What you are asked to do:
Turn everything in the records from the line containing "Each instance of the house" down to the line containing "[[426, 438]]" into a JSON list of strings, one string per line, with blank lines left out.
--- Start of Given information ---
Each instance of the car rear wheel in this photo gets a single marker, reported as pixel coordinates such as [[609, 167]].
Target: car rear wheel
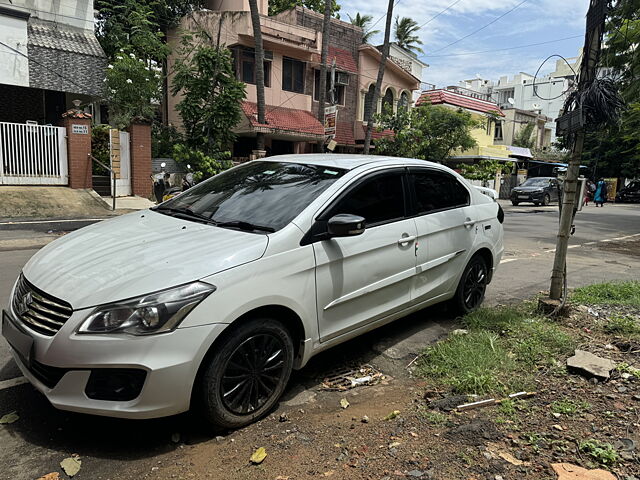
[[246, 375], [546, 200], [473, 284]]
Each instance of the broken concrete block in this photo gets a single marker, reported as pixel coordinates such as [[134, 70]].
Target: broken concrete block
[[586, 363], [568, 471]]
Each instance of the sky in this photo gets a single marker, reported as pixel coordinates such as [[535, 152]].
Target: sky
[[534, 21]]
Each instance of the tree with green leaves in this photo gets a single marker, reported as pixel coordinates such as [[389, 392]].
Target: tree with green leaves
[[278, 6], [484, 170], [363, 21], [524, 137], [428, 132], [614, 151], [405, 30], [211, 96]]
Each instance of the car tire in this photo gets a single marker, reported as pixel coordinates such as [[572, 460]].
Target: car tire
[[238, 389], [472, 286]]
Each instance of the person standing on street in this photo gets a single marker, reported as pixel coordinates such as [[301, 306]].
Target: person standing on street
[[601, 193]]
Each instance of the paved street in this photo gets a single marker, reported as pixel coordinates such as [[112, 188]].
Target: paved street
[[42, 437]]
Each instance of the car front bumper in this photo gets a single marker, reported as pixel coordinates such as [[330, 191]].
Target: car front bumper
[[527, 196], [60, 367]]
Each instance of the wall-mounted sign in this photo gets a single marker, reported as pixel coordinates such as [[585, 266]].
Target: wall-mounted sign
[[80, 129]]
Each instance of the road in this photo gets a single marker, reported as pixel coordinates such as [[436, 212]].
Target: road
[[43, 436]]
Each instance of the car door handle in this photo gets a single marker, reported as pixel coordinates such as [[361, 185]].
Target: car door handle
[[407, 239]]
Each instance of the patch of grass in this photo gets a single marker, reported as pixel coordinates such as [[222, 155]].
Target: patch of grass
[[621, 293], [500, 353], [567, 406], [622, 325], [434, 418], [602, 453]]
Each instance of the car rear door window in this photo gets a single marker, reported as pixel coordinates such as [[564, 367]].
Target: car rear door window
[[435, 191], [379, 200]]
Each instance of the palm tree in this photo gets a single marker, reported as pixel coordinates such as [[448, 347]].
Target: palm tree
[[259, 59], [363, 22], [405, 33], [376, 92]]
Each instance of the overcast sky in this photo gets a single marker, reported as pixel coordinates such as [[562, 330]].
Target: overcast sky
[[534, 21]]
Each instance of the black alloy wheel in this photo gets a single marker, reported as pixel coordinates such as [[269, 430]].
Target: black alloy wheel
[[473, 284], [252, 373], [245, 373]]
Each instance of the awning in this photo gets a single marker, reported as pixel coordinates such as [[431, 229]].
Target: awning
[[519, 151], [290, 121]]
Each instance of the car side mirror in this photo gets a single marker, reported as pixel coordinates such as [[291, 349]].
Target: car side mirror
[[345, 225]]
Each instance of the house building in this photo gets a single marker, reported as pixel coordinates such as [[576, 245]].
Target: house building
[[546, 95], [49, 57], [488, 113], [398, 85], [292, 42]]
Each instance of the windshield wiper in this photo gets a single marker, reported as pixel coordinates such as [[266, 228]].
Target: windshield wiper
[[242, 225], [186, 213]]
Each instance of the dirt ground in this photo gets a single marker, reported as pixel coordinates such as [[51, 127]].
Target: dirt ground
[[426, 438]]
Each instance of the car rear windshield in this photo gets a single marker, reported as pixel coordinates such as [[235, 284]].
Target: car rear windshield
[[260, 193], [536, 182]]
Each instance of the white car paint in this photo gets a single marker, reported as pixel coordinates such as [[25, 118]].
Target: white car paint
[[337, 288]]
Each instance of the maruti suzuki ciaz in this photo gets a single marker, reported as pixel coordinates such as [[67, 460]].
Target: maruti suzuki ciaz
[[211, 298]]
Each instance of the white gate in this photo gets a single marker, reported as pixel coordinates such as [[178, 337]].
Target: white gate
[[121, 162], [33, 154]]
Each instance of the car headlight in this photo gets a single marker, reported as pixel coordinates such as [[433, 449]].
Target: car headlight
[[154, 313]]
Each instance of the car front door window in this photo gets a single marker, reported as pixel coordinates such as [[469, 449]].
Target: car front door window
[[363, 278]]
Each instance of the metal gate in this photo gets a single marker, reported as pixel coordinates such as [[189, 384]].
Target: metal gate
[[33, 154], [121, 161]]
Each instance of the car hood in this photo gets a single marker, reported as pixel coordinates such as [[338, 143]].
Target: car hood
[[136, 254]]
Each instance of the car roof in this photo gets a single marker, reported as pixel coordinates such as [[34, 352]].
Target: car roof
[[348, 161]]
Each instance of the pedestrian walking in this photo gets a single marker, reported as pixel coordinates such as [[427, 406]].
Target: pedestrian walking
[[601, 193]]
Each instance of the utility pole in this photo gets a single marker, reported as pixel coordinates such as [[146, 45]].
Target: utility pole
[[572, 122], [326, 23], [368, 116]]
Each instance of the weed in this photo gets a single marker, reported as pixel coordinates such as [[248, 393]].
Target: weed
[[567, 406], [434, 418], [508, 408], [622, 325], [622, 293], [602, 453]]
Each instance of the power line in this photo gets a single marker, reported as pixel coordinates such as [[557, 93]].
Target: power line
[[504, 49], [438, 14], [42, 65], [482, 27], [378, 21]]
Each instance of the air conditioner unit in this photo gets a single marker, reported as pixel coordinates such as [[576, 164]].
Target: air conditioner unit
[[342, 78]]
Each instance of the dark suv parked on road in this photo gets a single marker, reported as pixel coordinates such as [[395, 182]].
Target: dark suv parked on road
[[539, 190], [630, 193]]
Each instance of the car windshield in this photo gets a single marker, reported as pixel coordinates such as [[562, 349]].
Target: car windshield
[[535, 182], [258, 196]]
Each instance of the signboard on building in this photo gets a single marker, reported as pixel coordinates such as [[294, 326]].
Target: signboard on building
[[330, 120], [80, 129]]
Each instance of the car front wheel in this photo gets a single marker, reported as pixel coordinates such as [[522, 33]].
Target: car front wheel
[[246, 375], [473, 284]]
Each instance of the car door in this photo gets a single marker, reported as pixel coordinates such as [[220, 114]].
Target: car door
[[447, 230], [362, 278]]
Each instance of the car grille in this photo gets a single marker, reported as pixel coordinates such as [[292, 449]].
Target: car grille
[[39, 311]]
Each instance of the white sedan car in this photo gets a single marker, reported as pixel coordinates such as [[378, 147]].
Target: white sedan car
[[211, 298]]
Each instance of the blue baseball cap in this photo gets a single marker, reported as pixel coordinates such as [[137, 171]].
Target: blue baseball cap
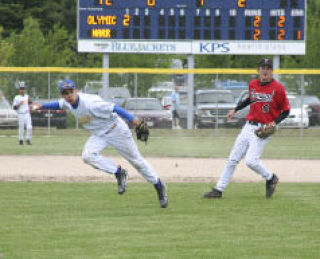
--- End of Given information ---
Result of this exercise:
[
  "Each instance of the house building in this photo gets a single marker, reported as pixel coordinates such as [[576, 245]].",
  "Target: house building",
  "[[546, 95], [49, 57], [488, 113], [398, 85], [292, 42]]",
  "Each instance of the windshield wiper in this photo gets a single marker, reported as pixel coordinates such as [[266, 228]].",
  "Target: windshield wiper",
  "[[242, 225], [186, 213]]",
  "Each instance of the dirt ground in this photo gets a single marker, reported as pixel coordinates such as [[51, 127]].",
  "Target: dirt ground",
  "[[426, 438]]"
]